━━ DOCUMENT

The Misunderstood ELF: How Internet Myths Are Born

Consider the following situation. You have some payload (let’s say it’s a zip file) and an ELF executable. You want to distribute them together. So you concatenate them both (ELF first, so you can still run it). Now you want to extract the payload from the combined file. This should be simple enough, right? There are projects out there that do it (such as appimages). As it turns out, it is not quite so simple.

The internet’s wisdom

What does the internet have to say on the matter? Let’s take a look.

Stack Overflow

There are two main StackOverflow questions that discuss this subject. We’ll be taking a look at the most relevant answer of both. Here they are: one and two.

The first one mentions the correct formula to be e_shoff + (e_shentsize * e_shnum) based on the "format spec", which just links to elf(5). A different answer there claims that it may be different - according to the other answer, there are three options:

  1. the file header (I’m not sure why they mention this, this is actually impossible)

  2. the section header table (e_shoff + (e_shentsize * e_shnum))

  3. the last section (sh_offset + sh_size)

The second one talks about "descriptive" information, which according to them is e_shsize + (e_phnum * e_phentsize) + (e_shnum * e_shentsize). Afterwards, they claim you need to compute the sh_size of each section, but claims it won’t work due to alignment. A different answer gives our notorious formula: e_shoff + ( e_shentsize * e_shnum ). They mention something interesting too:

This assumes that the section header table (SHT) is the last part of the ELF. This is usually the case but it could also be that the last section is the last part of the ELF. This should be checked for, but is not in this example.

━━━━
━━ GIVEN INFORMATION

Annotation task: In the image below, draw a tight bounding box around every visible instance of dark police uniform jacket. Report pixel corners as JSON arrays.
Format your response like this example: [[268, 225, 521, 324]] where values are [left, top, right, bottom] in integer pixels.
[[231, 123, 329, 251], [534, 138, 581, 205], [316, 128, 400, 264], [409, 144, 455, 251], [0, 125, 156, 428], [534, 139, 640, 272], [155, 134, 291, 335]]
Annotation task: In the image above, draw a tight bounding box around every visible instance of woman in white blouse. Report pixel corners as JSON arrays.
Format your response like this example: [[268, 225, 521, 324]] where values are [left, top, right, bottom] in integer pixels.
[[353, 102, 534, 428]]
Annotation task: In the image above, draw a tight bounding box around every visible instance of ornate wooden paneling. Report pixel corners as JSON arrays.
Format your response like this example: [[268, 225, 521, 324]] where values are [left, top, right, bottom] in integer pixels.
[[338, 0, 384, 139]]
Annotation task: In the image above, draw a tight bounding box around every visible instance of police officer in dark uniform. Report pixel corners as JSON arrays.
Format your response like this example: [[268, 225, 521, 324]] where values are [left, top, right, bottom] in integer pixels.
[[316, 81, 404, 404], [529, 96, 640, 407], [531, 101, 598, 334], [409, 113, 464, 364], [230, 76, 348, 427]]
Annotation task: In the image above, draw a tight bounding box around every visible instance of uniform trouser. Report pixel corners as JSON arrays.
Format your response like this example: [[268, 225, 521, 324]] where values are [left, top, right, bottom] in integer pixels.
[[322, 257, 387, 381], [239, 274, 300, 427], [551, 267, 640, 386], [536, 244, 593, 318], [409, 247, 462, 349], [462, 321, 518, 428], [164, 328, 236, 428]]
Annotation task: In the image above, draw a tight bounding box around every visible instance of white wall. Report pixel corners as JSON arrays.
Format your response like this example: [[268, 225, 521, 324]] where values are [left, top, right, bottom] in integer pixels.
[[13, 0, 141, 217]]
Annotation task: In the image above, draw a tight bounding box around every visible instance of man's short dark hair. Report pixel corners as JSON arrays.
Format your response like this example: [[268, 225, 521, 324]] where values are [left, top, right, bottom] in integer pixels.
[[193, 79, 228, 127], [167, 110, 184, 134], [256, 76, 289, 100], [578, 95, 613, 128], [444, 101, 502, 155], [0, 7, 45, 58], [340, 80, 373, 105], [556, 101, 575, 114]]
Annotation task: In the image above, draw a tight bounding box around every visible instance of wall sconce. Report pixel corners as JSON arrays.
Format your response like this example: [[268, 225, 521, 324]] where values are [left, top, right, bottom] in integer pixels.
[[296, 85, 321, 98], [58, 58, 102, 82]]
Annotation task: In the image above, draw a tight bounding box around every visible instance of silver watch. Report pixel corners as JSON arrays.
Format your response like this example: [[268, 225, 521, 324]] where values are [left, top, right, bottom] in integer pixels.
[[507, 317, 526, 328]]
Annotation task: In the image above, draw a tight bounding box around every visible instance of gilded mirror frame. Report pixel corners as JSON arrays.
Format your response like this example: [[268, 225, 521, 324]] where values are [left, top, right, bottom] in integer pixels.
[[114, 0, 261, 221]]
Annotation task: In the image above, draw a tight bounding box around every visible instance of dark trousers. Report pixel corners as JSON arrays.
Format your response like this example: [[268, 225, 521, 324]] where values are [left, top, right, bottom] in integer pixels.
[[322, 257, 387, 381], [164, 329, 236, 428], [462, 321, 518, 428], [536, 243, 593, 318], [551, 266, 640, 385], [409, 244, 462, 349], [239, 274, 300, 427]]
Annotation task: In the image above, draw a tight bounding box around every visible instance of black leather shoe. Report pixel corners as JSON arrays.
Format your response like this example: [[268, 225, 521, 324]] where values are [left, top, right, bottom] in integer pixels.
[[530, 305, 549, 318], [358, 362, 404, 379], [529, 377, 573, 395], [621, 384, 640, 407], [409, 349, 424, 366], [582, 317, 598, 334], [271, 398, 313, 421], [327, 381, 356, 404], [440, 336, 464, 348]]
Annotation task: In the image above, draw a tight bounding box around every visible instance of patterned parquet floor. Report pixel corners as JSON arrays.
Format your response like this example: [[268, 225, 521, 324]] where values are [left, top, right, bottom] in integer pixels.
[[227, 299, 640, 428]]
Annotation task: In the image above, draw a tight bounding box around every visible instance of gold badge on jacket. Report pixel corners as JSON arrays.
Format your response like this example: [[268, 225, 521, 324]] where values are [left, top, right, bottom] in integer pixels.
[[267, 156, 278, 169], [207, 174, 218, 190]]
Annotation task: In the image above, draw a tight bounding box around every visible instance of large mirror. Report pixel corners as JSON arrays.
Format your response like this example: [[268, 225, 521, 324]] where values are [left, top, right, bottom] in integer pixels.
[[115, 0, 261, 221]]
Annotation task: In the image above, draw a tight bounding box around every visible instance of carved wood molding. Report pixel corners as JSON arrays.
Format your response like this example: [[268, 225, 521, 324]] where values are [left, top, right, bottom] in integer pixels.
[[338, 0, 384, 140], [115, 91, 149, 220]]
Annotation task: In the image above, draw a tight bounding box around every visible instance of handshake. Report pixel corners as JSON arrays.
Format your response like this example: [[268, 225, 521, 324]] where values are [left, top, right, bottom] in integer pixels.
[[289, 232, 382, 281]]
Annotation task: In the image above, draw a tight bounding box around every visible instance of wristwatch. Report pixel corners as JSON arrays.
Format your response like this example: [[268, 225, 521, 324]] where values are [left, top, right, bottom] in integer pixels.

━━━━
━━ GIVEN INFORMATION

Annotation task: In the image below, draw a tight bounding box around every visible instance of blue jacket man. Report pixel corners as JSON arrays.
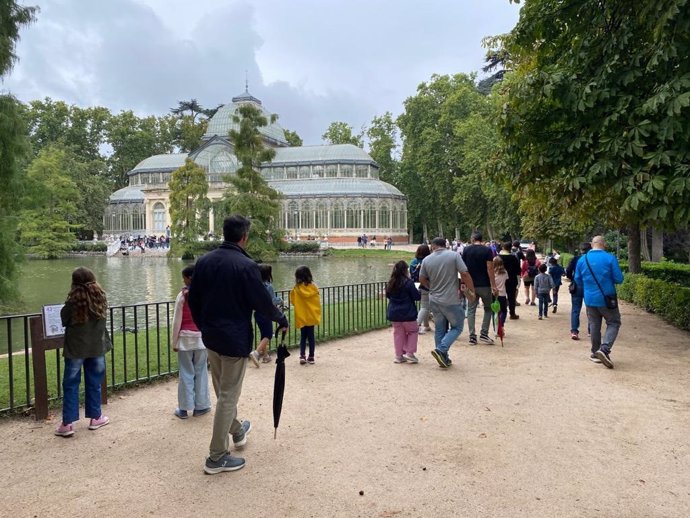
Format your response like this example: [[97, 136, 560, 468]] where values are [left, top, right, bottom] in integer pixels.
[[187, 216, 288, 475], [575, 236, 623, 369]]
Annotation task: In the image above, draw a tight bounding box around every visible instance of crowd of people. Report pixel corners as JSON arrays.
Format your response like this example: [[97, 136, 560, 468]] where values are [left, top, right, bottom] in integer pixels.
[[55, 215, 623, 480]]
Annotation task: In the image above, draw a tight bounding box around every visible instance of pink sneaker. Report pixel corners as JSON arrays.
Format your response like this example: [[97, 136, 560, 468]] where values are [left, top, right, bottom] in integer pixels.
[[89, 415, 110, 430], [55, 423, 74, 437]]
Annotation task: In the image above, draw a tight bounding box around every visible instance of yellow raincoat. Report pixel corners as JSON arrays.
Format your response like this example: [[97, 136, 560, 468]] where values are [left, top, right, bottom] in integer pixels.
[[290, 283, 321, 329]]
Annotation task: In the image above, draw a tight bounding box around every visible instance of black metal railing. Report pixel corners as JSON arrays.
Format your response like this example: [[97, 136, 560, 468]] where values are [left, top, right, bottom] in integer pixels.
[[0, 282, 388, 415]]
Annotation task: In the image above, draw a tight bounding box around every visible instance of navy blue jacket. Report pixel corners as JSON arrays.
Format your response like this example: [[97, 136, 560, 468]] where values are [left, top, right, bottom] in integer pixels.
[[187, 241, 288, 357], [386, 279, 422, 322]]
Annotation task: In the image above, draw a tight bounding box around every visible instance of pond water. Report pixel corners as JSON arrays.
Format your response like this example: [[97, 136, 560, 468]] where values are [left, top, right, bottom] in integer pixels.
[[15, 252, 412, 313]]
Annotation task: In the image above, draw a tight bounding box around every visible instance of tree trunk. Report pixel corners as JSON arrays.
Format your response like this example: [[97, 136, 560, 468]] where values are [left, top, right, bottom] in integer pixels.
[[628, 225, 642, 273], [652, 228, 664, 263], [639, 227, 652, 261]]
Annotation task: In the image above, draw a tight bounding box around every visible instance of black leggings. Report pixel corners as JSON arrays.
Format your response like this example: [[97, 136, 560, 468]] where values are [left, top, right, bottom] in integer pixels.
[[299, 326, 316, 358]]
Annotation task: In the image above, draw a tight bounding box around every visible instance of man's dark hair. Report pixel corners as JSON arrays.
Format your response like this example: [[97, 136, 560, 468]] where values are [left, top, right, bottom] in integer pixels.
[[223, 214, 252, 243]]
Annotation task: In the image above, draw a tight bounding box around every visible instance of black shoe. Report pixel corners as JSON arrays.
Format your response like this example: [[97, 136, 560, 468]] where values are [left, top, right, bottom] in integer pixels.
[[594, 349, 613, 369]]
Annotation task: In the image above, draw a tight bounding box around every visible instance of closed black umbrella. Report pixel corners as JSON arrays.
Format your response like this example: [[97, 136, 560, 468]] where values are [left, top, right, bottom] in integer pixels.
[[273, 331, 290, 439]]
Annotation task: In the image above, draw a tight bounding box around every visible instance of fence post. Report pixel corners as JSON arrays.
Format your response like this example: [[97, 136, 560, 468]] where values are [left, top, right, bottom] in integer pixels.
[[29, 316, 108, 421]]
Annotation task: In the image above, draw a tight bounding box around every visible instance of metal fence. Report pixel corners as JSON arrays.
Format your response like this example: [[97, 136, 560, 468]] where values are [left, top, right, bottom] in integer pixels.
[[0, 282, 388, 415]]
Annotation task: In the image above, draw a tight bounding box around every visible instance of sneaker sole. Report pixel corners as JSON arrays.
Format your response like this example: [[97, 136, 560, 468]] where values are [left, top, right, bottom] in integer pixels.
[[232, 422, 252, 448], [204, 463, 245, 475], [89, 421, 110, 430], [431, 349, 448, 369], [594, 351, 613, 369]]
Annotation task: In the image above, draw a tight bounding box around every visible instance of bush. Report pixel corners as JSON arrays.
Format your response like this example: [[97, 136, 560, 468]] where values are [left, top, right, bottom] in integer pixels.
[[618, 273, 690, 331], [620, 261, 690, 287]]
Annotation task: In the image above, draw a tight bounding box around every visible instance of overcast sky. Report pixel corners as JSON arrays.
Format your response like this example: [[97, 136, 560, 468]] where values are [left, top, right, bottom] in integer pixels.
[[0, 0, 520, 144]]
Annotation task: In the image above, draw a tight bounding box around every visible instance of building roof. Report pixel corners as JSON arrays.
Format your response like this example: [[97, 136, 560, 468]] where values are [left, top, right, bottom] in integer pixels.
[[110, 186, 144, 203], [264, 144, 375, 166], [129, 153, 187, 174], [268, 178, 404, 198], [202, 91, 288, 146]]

━━━━
━━ GIVEN INFORMATION

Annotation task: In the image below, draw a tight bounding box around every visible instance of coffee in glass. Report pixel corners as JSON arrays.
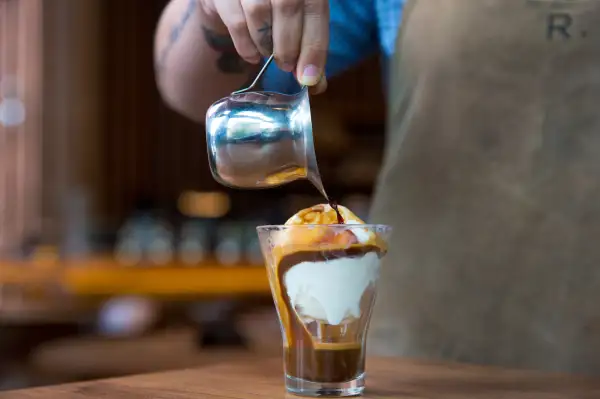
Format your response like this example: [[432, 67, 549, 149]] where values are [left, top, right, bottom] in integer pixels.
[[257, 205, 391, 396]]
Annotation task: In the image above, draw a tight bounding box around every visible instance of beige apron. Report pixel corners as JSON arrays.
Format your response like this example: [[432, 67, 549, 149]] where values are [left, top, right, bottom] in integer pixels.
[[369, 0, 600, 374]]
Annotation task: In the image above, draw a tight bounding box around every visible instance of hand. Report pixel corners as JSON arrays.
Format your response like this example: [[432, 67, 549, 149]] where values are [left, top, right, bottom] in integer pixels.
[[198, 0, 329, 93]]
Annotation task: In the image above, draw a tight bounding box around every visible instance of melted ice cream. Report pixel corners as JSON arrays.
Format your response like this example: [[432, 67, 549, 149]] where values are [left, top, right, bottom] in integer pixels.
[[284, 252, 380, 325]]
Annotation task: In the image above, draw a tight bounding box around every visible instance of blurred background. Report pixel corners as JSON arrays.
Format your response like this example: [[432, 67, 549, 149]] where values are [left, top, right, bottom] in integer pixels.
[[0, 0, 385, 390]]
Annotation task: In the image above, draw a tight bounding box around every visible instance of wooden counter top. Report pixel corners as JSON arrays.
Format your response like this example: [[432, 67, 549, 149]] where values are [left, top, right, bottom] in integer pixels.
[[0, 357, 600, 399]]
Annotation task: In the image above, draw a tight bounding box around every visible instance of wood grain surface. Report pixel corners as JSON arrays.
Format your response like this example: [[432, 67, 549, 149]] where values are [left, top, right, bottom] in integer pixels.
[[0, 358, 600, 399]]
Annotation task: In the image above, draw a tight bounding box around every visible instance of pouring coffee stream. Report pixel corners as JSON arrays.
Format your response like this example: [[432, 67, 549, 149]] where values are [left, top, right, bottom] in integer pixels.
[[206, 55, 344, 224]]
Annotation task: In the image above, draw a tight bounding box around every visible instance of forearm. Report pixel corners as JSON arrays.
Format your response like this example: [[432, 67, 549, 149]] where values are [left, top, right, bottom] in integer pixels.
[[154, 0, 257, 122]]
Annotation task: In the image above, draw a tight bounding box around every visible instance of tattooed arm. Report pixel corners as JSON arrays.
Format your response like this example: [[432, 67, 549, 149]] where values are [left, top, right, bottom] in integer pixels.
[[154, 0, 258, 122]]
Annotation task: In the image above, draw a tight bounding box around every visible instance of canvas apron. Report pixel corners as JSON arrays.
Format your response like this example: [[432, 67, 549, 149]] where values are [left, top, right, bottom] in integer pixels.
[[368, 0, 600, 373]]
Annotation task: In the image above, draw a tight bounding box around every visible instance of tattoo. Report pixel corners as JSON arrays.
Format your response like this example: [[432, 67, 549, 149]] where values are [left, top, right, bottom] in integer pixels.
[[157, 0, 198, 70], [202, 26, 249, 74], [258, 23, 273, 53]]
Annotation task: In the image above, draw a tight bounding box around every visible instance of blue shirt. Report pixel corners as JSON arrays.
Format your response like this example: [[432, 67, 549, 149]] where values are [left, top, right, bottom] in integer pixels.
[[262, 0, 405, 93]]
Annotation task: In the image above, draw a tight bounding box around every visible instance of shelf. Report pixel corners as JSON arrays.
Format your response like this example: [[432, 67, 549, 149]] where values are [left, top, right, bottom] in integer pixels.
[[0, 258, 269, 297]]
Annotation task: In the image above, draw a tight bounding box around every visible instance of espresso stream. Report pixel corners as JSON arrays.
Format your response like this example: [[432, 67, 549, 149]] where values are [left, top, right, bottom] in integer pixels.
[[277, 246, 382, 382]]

━━━━

## WHAT TO DO
Please state the formula that the first Stack Overflow answer gives, in the ELF article, based on the "format spec". This data has nothing to do with the ELF article.

## TASK RESULT
e_shoff + (e_shentsize * e_shnum)